Begin at the line that contains "Class, indicate each instance of the man in" and repeat every line from there to the end of the records below, inclusive, without adding any other line.

• _Information given_:
------------------------------------------------

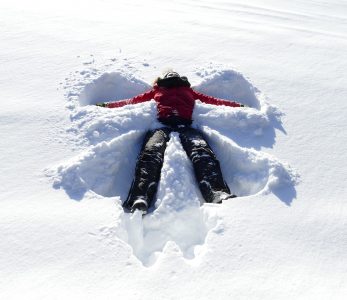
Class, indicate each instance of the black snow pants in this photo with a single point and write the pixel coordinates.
(150, 161)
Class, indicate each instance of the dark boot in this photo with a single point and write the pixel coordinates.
(206, 166)
(147, 171)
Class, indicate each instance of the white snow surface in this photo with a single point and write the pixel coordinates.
(67, 165)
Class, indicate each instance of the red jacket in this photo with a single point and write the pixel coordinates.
(177, 101)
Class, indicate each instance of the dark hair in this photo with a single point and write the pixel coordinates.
(171, 82)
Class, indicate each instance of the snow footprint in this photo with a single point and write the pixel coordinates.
(156, 236)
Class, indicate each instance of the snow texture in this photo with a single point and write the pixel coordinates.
(67, 165)
(114, 136)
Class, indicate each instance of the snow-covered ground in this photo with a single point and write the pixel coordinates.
(66, 165)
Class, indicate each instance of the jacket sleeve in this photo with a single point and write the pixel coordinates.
(213, 100)
(137, 99)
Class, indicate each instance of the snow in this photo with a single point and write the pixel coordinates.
(67, 165)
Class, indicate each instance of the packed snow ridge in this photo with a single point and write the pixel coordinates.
(112, 139)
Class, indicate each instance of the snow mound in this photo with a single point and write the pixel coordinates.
(177, 223)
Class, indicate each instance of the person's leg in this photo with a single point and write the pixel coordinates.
(147, 171)
(206, 166)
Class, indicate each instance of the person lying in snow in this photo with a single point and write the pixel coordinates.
(175, 103)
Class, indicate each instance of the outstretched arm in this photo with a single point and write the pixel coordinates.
(215, 101)
(137, 99)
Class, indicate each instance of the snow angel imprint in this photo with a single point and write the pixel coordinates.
(175, 104)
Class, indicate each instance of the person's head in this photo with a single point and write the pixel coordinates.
(172, 79)
(171, 74)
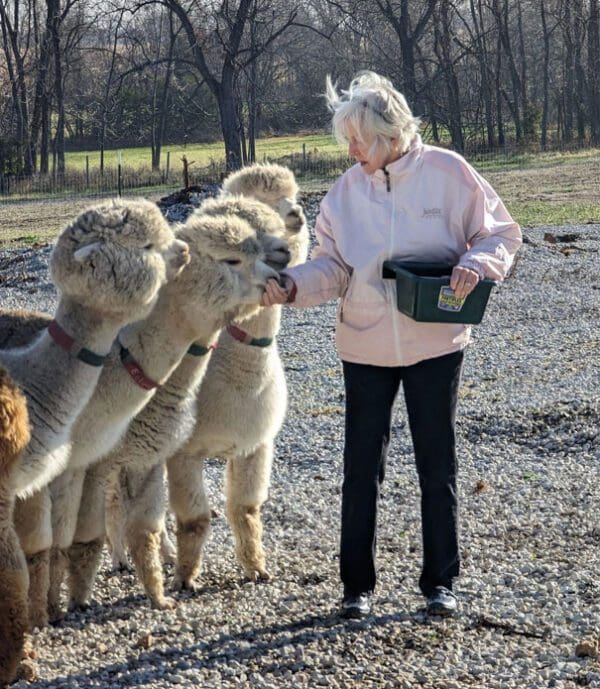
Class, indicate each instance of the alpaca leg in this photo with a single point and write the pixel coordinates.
(65, 491)
(247, 484)
(115, 520)
(34, 528)
(145, 512)
(83, 563)
(190, 505)
(14, 585)
(168, 550)
(85, 553)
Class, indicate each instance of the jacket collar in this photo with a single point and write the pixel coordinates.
(405, 164)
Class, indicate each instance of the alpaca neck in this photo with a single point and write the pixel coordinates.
(89, 328)
(264, 324)
(159, 342)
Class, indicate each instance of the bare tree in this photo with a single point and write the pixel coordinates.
(216, 37)
(593, 63)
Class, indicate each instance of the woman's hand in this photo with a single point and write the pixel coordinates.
(276, 294)
(463, 281)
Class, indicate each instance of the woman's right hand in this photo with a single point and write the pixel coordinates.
(276, 294)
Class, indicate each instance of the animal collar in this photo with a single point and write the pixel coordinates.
(200, 350)
(136, 371)
(246, 338)
(65, 341)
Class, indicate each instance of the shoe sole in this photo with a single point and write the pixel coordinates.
(440, 612)
(354, 614)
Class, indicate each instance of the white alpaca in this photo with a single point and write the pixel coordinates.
(240, 408)
(226, 276)
(108, 266)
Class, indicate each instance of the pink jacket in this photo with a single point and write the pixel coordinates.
(433, 207)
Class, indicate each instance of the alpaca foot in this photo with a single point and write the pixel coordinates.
(257, 575)
(28, 650)
(55, 613)
(185, 584)
(38, 618)
(164, 603)
(120, 567)
(28, 670)
(79, 606)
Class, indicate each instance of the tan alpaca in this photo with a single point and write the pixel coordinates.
(226, 276)
(108, 266)
(14, 436)
(241, 406)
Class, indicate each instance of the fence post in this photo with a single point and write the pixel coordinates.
(186, 172)
(119, 177)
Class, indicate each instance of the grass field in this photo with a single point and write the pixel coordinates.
(204, 154)
(554, 188)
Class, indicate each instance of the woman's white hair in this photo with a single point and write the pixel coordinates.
(374, 111)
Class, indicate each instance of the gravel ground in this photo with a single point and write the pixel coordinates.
(529, 447)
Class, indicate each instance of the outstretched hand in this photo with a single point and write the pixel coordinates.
(276, 294)
(463, 281)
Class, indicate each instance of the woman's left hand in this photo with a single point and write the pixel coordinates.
(463, 281)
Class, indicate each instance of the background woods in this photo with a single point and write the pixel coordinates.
(108, 73)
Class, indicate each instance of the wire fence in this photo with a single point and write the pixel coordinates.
(307, 165)
(124, 179)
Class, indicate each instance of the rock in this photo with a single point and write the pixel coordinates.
(587, 648)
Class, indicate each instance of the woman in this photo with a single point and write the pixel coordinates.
(412, 202)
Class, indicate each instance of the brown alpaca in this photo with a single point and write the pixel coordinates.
(14, 436)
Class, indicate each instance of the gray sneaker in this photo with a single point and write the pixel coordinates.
(441, 602)
(355, 607)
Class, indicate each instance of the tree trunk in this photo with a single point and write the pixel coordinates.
(59, 138)
(442, 31)
(594, 72)
(546, 39)
(569, 75)
(229, 126)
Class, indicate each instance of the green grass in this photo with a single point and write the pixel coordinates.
(536, 213)
(205, 154)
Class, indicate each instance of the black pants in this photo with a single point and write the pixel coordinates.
(430, 391)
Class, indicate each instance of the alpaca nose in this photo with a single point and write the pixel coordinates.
(181, 254)
(294, 220)
(278, 258)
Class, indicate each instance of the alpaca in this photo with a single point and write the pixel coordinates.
(226, 276)
(14, 436)
(108, 266)
(240, 408)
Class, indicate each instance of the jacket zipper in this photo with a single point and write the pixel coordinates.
(387, 180)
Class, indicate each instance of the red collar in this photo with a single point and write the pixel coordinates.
(242, 336)
(67, 343)
(136, 371)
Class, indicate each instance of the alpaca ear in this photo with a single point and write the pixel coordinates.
(83, 254)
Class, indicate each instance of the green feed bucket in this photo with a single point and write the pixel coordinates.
(423, 293)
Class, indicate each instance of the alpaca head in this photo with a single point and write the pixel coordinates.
(114, 257)
(272, 184)
(14, 421)
(266, 222)
(228, 267)
(276, 186)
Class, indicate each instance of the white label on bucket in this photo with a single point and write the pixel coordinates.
(448, 301)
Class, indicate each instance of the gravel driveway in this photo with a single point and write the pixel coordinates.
(529, 447)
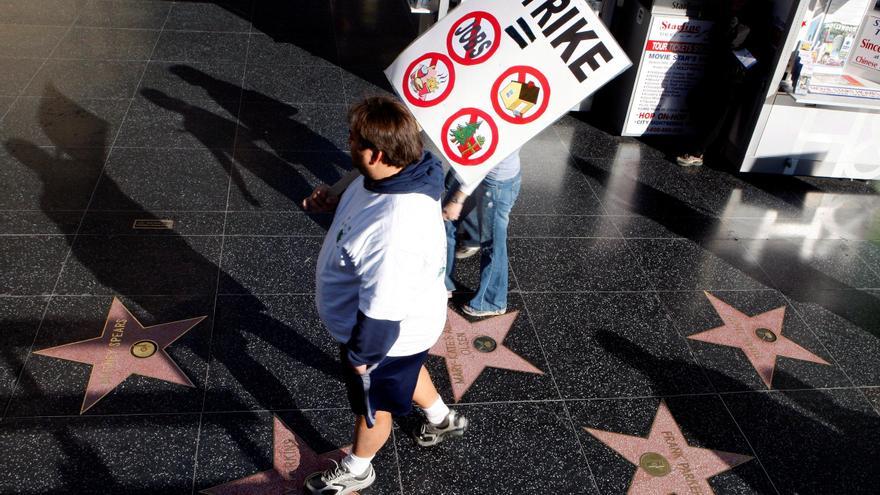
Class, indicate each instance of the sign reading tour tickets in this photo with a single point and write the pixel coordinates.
(494, 73)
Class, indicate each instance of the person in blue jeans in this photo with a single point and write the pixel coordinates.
(495, 197)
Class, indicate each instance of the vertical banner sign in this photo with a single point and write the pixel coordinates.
(672, 63)
(494, 73)
(864, 59)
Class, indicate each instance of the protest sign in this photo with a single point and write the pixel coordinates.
(494, 73)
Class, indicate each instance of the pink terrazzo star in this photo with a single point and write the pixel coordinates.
(293, 461)
(665, 462)
(759, 337)
(471, 347)
(125, 348)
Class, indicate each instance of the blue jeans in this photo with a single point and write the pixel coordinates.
(493, 202)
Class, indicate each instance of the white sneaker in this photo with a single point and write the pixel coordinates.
(338, 481)
(453, 425)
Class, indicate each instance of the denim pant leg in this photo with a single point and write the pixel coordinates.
(494, 205)
(451, 228)
(470, 224)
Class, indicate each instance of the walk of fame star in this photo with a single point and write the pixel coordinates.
(665, 463)
(125, 348)
(292, 461)
(471, 347)
(759, 337)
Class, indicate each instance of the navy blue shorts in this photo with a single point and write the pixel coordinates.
(387, 387)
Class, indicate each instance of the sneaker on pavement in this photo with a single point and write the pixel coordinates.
(338, 481)
(482, 313)
(690, 160)
(452, 426)
(463, 252)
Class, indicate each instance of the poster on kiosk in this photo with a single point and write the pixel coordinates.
(494, 73)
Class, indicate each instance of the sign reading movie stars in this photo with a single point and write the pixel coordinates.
(494, 73)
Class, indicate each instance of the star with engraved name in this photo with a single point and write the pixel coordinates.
(125, 348)
(665, 463)
(469, 348)
(292, 462)
(759, 337)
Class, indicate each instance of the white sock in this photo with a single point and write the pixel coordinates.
(356, 465)
(437, 412)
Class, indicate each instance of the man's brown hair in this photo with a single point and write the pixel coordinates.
(385, 124)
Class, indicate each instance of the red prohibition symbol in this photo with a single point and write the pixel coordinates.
(520, 95)
(470, 142)
(429, 79)
(473, 38)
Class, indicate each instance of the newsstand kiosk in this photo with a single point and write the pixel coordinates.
(814, 111)
(821, 114)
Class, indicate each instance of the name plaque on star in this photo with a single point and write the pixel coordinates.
(469, 348)
(292, 462)
(124, 348)
(479, 81)
(665, 462)
(759, 337)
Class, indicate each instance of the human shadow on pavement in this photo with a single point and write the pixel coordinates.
(54, 167)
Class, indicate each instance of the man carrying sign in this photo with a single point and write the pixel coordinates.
(380, 289)
(491, 215)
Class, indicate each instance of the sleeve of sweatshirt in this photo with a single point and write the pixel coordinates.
(371, 339)
(386, 289)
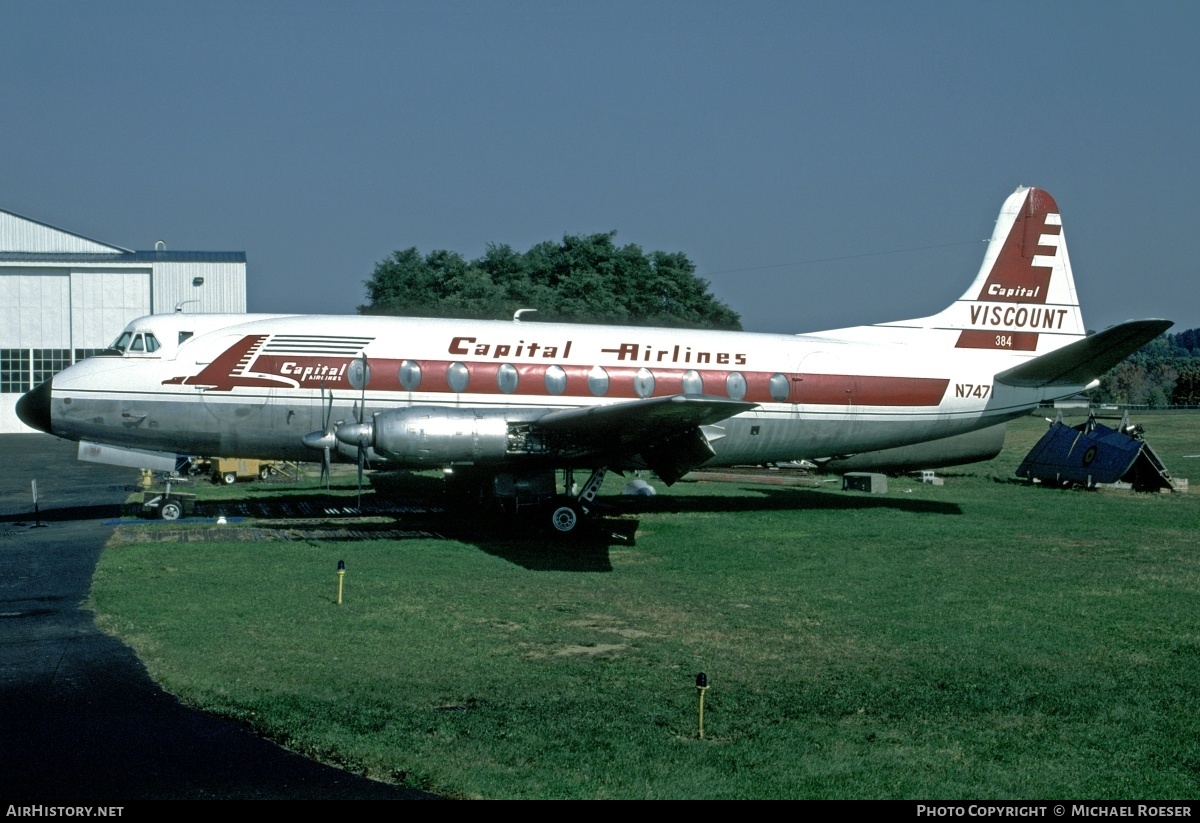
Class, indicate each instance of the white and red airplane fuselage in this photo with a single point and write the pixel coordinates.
(511, 395)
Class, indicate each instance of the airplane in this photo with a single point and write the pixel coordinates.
(501, 406)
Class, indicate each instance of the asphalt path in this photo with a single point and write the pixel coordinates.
(81, 721)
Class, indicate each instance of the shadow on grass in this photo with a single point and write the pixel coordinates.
(65, 514)
(409, 506)
(778, 499)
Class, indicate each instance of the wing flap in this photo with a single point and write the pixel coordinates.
(1085, 360)
(664, 432)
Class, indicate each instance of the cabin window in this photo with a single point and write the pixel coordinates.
(643, 383)
(779, 388)
(598, 382)
(457, 377)
(507, 378)
(359, 373)
(409, 374)
(556, 380)
(736, 385)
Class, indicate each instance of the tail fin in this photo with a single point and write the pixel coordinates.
(1024, 296)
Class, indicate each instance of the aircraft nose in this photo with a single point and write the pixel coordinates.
(34, 408)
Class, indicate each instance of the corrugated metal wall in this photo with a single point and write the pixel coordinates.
(223, 288)
(21, 234)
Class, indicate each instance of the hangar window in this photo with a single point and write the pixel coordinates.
(779, 388)
(457, 377)
(409, 374)
(736, 385)
(507, 378)
(556, 380)
(48, 362)
(13, 371)
(643, 383)
(598, 382)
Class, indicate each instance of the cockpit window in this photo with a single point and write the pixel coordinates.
(135, 341)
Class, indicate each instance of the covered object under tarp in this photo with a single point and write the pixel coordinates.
(1091, 455)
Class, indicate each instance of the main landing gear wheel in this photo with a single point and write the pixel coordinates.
(565, 516)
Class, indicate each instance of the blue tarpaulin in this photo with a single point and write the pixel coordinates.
(1086, 455)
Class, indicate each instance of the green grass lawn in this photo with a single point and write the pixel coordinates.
(978, 640)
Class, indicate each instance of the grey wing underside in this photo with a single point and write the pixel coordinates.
(661, 432)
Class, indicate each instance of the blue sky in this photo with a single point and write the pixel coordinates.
(796, 151)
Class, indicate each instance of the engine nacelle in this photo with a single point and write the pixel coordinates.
(432, 437)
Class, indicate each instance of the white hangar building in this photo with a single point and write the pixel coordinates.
(64, 296)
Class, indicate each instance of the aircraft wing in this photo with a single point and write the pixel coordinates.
(1083, 361)
(663, 431)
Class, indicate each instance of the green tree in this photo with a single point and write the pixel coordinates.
(585, 278)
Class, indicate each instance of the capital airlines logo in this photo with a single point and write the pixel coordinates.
(279, 361)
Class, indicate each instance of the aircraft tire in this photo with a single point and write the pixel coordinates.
(565, 516)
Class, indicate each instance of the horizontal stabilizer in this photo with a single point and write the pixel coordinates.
(1085, 360)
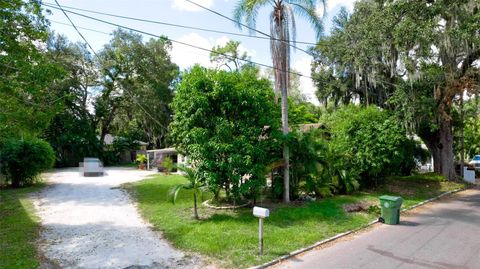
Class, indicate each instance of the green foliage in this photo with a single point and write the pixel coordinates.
(228, 55)
(229, 237)
(302, 112)
(167, 163)
(195, 183)
(387, 53)
(222, 122)
(318, 168)
(26, 73)
(371, 143)
(136, 87)
(141, 159)
(23, 160)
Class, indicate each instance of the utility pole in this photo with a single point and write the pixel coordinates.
(462, 139)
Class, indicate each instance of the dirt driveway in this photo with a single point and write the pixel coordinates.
(89, 223)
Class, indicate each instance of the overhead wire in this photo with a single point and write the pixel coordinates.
(98, 57)
(287, 42)
(76, 29)
(182, 43)
(194, 46)
(79, 27)
(172, 24)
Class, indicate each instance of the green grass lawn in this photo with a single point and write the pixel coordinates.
(230, 237)
(18, 229)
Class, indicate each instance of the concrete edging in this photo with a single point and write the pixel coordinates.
(340, 235)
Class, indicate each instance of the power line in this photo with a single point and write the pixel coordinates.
(172, 24)
(96, 55)
(79, 27)
(248, 27)
(182, 43)
(76, 29)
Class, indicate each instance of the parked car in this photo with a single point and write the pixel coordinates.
(476, 162)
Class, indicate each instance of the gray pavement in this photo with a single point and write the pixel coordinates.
(441, 235)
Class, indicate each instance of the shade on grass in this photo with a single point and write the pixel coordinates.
(18, 229)
(230, 237)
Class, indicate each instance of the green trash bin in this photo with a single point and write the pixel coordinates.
(390, 206)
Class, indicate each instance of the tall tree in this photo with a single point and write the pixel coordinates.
(282, 33)
(72, 132)
(228, 55)
(137, 87)
(26, 74)
(415, 57)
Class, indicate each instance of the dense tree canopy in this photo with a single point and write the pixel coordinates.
(222, 121)
(415, 57)
(26, 74)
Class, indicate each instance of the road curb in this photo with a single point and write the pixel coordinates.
(340, 235)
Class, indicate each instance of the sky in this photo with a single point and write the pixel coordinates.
(184, 13)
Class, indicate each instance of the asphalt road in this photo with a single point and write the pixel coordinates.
(441, 235)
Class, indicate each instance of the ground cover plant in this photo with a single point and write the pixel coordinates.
(230, 237)
(18, 228)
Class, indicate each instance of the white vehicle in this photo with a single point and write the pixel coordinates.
(476, 162)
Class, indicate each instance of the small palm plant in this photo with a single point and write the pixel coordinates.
(194, 183)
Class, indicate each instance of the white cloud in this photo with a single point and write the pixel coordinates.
(303, 66)
(334, 4)
(186, 6)
(185, 56)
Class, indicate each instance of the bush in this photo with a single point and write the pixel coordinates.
(316, 168)
(167, 164)
(371, 143)
(23, 160)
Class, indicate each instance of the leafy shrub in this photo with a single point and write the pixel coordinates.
(141, 159)
(371, 143)
(167, 163)
(220, 122)
(317, 168)
(23, 160)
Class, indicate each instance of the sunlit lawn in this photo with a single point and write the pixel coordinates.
(230, 237)
(18, 229)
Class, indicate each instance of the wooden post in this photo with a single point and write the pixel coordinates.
(260, 236)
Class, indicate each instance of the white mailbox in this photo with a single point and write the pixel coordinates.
(260, 212)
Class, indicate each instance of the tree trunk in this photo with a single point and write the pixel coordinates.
(195, 213)
(286, 150)
(440, 145)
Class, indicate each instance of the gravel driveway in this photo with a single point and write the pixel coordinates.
(88, 223)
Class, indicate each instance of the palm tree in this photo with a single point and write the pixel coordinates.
(282, 32)
(194, 183)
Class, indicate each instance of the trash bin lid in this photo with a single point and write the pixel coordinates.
(391, 198)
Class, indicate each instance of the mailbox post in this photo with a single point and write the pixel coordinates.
(261, 213)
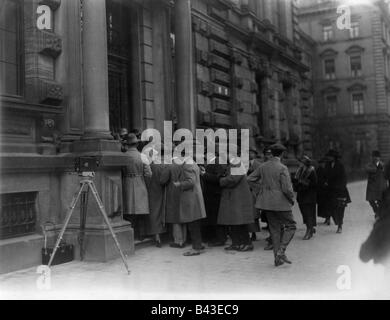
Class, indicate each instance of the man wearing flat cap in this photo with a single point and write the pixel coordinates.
(136, 170)
(376, 182)
(276, 198)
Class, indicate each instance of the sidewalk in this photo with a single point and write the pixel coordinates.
(164, 273)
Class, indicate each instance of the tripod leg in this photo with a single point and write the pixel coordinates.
(83, 219)
(66, 222)
(103, 212)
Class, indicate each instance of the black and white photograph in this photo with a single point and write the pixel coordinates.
(195, 150)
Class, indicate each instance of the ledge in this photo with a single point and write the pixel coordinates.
(19, 104)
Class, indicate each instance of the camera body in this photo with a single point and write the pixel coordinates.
(86, 164)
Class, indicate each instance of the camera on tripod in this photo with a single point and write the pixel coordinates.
(86, 165)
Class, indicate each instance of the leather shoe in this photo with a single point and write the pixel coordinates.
(278, 261)
(216, 244)
(230, 248)
(246, 247)
(176, 245)
(284, 258)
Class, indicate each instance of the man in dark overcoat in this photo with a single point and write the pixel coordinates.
(276, 198)
(212, 232)
(170, 174)
(305, 183)
(337, 186)
(236, 208)
(191, 205)
(376, 182)
(254, 162)
(322, 191)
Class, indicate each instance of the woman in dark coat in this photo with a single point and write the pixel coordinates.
(211, 231)
(305, 184)
(337, 187)
(169, 175)
(236, 207)
(376, 182)
(322, 191)
(191, 203)
(377, 246)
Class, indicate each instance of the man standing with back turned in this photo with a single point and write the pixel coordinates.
(276, 198)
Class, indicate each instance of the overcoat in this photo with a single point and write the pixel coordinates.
(305, 184)
(155, 221)
(236, 207)
(169, 174)
(337, 182)
(191, 198)
(376, 182)
(377, 245)
(276, 191)
(212, 191)
(137, 200)
(322, 193)
(255, 187)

------------------------------------------------

• _Reply to the task_:
Class, indicate each instance of the man in dark overcoat in this photo with a single point and write the pixel coordinates.
(276, 198)
(212, 232)
(170, 174)
(305, 183)
(337, 186)
(236, 208)
(191, 205)
(376, 182)
(254, 162)
(322, 191)
Class, indicate each instance of the woman in dark coat in this photo with a single point and write the pixel coordinates.
(211, 231)
(305, 184)
(337, 187)
(169, 175)
(236, 207)
(376, 182)
(322, 191)
(191, 203)
(377, 246)
Class, indicate each instance of the man standing with back turned in this photo with a single point and write the pixel coordinates.
(276, 198)
Class, indicate each instance of the overcoat in this photo with a single point and write the pixel coordinates.
(305, 184)
(155, 221)
(236, 207)
(169, 174)
(337, 182)
(191, 198)
(376, 182)
(377, 245)
(276, 191)
(212, 191)
(137, 200)
(322, 193)
(255, 187)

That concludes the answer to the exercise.